24 de noviembre de 2017

Los martes son noches de pirofobia

Martes 25 de julio de 2017

Después de abrir la llave del tanque de gas, sujeté la bombilla (creo así se llama el tubito rojo que ayuda a encender el piloto) y giré la perilla hasta el nivel máximo. No apareció el flamazo. Transcurrieron veinte segundos, y nada. Entonces lo apagué, cerré la llave y lo primero que pensé fue: “es martes”, y me retiré asustado.

Hace justo una semana, el martes 18, me quemé la mano. Fue mi culpa. Ya no recuerdo por qué tenía tanta prisa, pero hice exactamente lo que menciono en el primer párrafo, sólo que, como no apareció la gran llama que indica que el agua se calentará en menos de 10 minutos, cometí la estupidez de abrirle más a la llave del gas y enseguida volví a utilizar el encendedor.

Gran error. A la primera chispa salió un flamazo; instintivamente me cubrí con mi brazo derecho y quedé aturdido un par de segundos. Me sentí como Tom Hanks en su papel del Capitán Miller, cuando contempló los disparos de un pelotón nazi mientras el soldado Ryan se acercaba para auxiliarlo, y de repente sonó un estallido proveniente del cielo causado por los aviones estadounidenses P-51, o “ángeles de la guarda”, como según explicó el propio James Francis Ryan. Juro que ese es el efecto que puede causar un calefactor, y me quedó claro por qué mi madre ya no lo prende desde hace tres años o más, cuando le sucedió algo similar, aunque sin quemarse.

### Trabajo requerido
¿Puedes repetir, tal cual aparece, el pasaje del relato sobre el calentador que va de "Martes 25 de" a "utilizar el encendedor.", ambos incluidos?

### Datos mostrados
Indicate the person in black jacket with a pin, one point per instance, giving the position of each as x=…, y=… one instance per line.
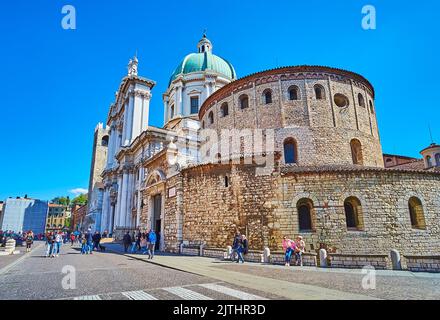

### Ejercicio resuelto
Martes 25 de julio de 2017

Después de abrir la llave del tanque de gas, sujeté la bombilla (creo así se llama el tubito rojo que ayuda a encender el piloto) y giré la perilla hasta el nivel máximo. No apareció el flamazo. Transcurrieron veinte segundos, y nada. Entonces lo apagué, cerré la llave y lo primero que pensé fue: “es martes”, y me retiré asustado.

Hace justo una semana, el martes 18, me quemé la mano. Fue mi culpa. Ya no recuerdo por qué tenía tanta prisa, pero hice exactamente lo que menciono en el primer párrafo, sólo que, como no apareció la gran llama que indica que el agua se calentará en menos de 10 minutos, cometí la estupidez de abrirle más a la llave del gas y enseguida volví a utilizar el encendedor.